Set exercise – Everything from the line that holds "the white van" through the end of the data below should be output exactly, both ends included.

Records for this exercise –
────────────────────

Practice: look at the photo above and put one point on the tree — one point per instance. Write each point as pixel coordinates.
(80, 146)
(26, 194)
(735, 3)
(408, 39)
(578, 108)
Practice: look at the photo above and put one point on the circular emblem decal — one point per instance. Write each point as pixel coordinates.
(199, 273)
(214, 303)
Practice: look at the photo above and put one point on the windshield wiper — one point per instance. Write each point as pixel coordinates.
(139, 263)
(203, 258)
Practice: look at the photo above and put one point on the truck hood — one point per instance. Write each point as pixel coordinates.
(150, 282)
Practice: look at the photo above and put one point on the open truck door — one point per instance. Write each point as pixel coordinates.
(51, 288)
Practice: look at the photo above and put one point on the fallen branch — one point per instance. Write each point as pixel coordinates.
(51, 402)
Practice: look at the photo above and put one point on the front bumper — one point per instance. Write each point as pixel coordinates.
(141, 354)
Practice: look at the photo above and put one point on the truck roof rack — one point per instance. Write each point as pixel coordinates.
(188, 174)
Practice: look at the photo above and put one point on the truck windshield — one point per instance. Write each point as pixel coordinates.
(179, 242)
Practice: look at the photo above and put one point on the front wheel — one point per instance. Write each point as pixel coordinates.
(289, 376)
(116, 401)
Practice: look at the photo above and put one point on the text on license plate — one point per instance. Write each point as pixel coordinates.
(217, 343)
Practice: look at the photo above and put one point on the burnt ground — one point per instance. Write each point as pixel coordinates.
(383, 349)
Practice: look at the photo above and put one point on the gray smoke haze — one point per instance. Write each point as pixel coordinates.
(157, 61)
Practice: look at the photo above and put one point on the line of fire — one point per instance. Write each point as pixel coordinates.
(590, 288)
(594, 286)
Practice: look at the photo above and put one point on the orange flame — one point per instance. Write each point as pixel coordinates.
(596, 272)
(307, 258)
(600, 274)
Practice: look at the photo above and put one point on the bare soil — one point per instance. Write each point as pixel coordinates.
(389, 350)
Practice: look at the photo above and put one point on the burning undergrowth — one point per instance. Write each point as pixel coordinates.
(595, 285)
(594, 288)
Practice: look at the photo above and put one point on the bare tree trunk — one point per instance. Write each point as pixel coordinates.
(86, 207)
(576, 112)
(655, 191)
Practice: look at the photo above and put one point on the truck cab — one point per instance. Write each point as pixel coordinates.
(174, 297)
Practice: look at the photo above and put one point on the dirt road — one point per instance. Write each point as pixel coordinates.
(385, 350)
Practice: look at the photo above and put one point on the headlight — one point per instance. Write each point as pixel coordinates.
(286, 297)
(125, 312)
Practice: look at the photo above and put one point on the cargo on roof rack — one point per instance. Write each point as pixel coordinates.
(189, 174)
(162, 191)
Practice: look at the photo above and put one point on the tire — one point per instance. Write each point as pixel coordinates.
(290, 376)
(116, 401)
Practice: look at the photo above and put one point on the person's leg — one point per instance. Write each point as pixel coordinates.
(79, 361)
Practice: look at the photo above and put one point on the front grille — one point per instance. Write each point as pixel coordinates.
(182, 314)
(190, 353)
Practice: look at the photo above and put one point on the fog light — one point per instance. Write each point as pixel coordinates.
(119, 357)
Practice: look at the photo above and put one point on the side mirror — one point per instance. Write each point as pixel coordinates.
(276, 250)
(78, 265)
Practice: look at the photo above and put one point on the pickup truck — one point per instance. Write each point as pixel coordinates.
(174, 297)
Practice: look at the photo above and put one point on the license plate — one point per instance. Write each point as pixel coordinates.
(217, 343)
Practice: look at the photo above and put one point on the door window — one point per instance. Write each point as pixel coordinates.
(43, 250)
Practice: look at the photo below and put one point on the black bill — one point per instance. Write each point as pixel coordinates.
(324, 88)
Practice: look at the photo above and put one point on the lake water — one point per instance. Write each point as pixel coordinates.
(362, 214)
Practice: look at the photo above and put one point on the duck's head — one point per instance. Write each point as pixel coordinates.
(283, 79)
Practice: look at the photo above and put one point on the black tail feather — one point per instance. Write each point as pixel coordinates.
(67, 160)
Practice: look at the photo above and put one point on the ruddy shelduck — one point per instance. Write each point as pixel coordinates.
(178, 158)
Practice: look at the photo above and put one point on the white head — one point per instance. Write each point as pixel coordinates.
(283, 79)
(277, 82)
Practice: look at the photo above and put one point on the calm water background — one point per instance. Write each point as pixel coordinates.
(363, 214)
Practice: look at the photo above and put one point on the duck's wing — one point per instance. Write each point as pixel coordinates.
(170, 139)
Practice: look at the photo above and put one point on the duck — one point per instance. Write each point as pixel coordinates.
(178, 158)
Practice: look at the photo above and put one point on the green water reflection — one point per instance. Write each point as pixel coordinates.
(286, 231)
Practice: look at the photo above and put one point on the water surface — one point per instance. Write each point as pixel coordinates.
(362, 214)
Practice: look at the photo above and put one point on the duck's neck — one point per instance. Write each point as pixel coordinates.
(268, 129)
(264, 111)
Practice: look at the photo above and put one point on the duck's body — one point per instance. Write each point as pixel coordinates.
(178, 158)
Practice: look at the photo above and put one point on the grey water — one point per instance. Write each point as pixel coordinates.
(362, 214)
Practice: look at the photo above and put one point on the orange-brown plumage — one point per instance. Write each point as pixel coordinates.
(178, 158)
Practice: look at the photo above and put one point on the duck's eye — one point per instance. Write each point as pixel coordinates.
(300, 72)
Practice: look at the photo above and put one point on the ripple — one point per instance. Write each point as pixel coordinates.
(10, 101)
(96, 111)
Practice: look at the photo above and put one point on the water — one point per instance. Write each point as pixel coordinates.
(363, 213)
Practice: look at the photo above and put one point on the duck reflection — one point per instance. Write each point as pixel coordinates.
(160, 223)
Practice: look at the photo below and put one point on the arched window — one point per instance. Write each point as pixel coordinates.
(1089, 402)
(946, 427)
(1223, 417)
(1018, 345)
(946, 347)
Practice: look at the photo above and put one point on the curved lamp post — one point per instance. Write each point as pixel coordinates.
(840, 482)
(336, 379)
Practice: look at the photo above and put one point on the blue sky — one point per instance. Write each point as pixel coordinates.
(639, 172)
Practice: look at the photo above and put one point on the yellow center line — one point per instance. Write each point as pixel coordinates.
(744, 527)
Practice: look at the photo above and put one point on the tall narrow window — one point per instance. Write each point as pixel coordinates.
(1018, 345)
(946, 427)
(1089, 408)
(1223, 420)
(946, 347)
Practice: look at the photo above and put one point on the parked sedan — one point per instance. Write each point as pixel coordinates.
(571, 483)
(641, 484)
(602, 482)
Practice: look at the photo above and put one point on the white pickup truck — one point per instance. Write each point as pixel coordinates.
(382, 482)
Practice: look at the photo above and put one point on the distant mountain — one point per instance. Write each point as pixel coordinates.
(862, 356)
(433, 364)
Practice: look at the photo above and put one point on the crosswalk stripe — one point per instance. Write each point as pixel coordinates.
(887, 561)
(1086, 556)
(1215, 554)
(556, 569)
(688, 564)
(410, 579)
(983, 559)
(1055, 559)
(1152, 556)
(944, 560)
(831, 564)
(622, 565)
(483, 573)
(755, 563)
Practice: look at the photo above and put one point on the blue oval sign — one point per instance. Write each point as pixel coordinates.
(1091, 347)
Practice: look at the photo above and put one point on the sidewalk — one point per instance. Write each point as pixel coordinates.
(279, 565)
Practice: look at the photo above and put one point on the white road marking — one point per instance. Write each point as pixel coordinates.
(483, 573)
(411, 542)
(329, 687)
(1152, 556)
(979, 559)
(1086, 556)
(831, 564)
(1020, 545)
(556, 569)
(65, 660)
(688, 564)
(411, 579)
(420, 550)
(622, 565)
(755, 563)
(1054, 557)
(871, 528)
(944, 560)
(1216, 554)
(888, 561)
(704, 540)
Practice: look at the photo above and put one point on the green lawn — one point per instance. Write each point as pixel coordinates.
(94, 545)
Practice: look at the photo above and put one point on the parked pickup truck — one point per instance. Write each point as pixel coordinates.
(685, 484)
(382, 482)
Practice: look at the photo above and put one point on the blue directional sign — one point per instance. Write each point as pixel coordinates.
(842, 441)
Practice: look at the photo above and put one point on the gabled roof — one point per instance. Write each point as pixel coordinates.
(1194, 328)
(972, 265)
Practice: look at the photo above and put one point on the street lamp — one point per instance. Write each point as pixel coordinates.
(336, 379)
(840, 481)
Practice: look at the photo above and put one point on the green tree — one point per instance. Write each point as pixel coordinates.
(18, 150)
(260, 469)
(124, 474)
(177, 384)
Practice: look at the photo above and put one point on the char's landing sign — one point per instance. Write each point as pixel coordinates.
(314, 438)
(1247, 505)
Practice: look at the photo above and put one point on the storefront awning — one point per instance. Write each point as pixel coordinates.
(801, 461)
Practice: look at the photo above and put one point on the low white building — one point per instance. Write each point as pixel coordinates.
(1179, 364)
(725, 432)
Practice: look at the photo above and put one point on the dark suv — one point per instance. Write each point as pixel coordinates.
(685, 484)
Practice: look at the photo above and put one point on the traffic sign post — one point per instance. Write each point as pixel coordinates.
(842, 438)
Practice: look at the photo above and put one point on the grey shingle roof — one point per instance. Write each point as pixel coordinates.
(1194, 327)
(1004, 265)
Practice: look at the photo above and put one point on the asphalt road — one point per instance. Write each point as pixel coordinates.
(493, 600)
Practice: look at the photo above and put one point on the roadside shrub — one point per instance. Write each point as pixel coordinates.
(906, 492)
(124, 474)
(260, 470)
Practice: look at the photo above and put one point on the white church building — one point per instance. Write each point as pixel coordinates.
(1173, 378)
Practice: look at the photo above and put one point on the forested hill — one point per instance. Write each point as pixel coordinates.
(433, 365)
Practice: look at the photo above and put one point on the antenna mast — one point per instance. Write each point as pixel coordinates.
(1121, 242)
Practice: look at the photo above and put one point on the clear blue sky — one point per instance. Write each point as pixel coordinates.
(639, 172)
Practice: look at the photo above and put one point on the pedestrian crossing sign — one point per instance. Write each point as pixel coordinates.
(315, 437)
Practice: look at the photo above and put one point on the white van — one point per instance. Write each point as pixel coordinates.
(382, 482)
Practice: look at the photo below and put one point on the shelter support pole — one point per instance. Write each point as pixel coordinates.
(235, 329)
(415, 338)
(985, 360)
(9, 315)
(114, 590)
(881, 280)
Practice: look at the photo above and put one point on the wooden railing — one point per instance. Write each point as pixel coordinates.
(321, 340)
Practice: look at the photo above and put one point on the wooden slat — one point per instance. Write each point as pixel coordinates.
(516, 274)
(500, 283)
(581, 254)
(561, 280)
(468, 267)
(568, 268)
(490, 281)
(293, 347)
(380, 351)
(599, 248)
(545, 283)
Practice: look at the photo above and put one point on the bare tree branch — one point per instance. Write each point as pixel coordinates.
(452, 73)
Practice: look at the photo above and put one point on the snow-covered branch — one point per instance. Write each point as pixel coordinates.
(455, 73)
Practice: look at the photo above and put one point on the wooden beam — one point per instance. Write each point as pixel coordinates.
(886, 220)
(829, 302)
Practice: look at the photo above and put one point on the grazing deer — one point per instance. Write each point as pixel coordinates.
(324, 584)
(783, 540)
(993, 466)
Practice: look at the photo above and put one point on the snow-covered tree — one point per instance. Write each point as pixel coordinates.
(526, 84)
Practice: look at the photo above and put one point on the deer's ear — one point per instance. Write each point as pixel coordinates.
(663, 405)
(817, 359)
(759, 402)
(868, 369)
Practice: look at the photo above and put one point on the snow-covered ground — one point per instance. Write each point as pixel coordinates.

────────────────────

Response to the exercise –
Practice: look at the photo above and put one point on the white van — one point per instance. Write each point as pixel coordinates.
(382, 482)
Practice: look at the photo below and put one point on the shelter support pole — one point per instance. Write each point as pixel coordinates.
(235, 329)
(415, 338)
(985, 360)
(9, 315)
(114, 590)
(881, 280)
Practice: look at the photo above and put one point on the wooden railing — one point per instance. Write each point as pixel coordinates.
(321, 340)
Practice: look at the photo above and put one point on the wooden slat — one point per instance. Write each point as pixel coordinates.
(516, 274)
(500, 283)
(581, 254)
(561, 280)
(468, 267)
(568, 268)
(490, 281)
(293, 347)
(380, 351)
(599, 248)
(545, 283)
Practice: look at the photo above and put one point on the bare tree branch — one point per instance. Write each point as pixel coordinates.
(452, 73)
Practice: look at the photo above and put one point on the snow-covered branch — one point per instance. Write each point as pixel coordinates.
(455, 73)
Practice: look at the photo above and put one point on the wooden beam — one point per instance. Write each point as pixel coordinates.
(886, 220)
(829, 302)
Practice: look at the photo above and put one point on the grazing deer — one point per instance. Write each point as pixel coordinates.
(324, 584)
(783, 540)
(993, 466)
Practice: look at the photo above and put one point on the snow-covered tree — one point per instance. Write each point as pixel coordinates.
(526, 84)
Practice: look at the photo above and put one point on the deer's ear — one point per instance. Write each point as pixel coordinates.
(663, 405)
(817, 359)
(759, 402)
(868, 369)
Practice: look at the photo above and put one point on the snow-covered ground — one point per instance. Write each point as pixel coordinates.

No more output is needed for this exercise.